> [TEXT]:
DURING the Clarets pre-season trip to the Isle of Man last July, Stan Ternent told me he had three targets for the coming season.
First and foremost he wanted the club to maintain its First Division status in the wake of the financial crisis created by the collapse of ITV Digital.
With that in mind his other two aims were to break with the club's recent failures and enjoy long and financially beneficial runs in both the FA and the Worthington Cups.
The Burnley boss achieved all three of his stated goals. The club comfortably stayed up and reached the last 16 of the Worthington Cup and the last eight of the FA Cup, the best runs for two decades.
But his ruthless axing of so many key players at the end of the season, and his determination to rebuild a new team for the next campaign, shows that he is under no illusions about the fact that the team performed too badly, too often.
When they suffered a nightmare 6-5 Hallowe'en defeat at Grimsby I remember thinking I had never seen a game like it and I never expected I would see another one. How wrong I was.
There was a series of results to bring any manager out in a cold sweat, let alone someone like Ternent who has built his reputation on building sides with solid defences, a master at claiming a 1-0 win.
It is hard to know if any one game convinced Ternent that major surgery was needed to make his side a top 10 contender again. It may have been the accumulated affect of having to walk into post match press conferences and explain the unexplainable.
What was not in doubt after that last home game against the Owls was that when the Clarets next emerged from the tunnel at Turf Moor it would be a very different side that the fans would be cheering.
Ternent has no room for sentiment in the brave new world of football, a world with more players than money to pay them.
Now new leaders must come forward. Gareth Taylor has established himself as the best target man in the first division, Graham Branch deserves his new deal because of a consistently good season, Drissa Diallo looks like an exceptional find while Ian Moore is one of the most willing runners around.
Then in the closing weeks of the season came the encouraging debuts for youngsters Matty O'Neill and Richard Chaplow.
Then you have got Glen Little and Robbie Blake. Burnley's best football of the season came when these two were firing in tandem, most notably on that memorable night against Spurs.
Ternent has a massive task ahead of him this summer, and putting a team together to compete at the top end of the table next season could be his toughest yet.

> [Extracted data entries]:
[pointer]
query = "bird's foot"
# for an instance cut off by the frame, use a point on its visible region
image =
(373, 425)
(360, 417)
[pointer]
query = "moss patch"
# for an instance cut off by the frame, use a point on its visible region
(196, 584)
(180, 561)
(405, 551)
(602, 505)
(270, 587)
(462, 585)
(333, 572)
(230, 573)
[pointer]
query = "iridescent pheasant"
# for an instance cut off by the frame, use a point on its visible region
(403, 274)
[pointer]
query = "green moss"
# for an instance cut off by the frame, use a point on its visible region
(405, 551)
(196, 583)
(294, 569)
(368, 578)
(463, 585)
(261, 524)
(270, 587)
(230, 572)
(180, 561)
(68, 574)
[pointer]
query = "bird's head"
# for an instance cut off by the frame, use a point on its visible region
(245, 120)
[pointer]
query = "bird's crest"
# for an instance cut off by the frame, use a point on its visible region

> [USING THE INFORMATION]:
**a)** Translate this sentence from the Burnley article into Spanish: "Ternent has no room for sentiment in the brave new world of football, a world with more players than money to pay them."
**b)** Quote the passage of the Burnley article that opens with the words containing "When they suffered" and closes with "claiming a 1-0 win.".

> [OUTPUTS FOR THE TASKS]:
**a)** Ternent no tiene lugar para el sentimentalismo en el audaz nuevo mundo del fútbol, un mundo con más jugadores que dinero para pagarles.

**b)**
When they suffered a nightmare 6-5 Hallowe'en defeat at Grimsby I remember thinking I had never seen a game like it and I never expected I would see another one. How wrong I was.
There was a series of results to bring any manager out in a cold sweat, let alone someone like Ternent who has built his reputation on building sides with solid defences, a master at claiming a 1-0 win.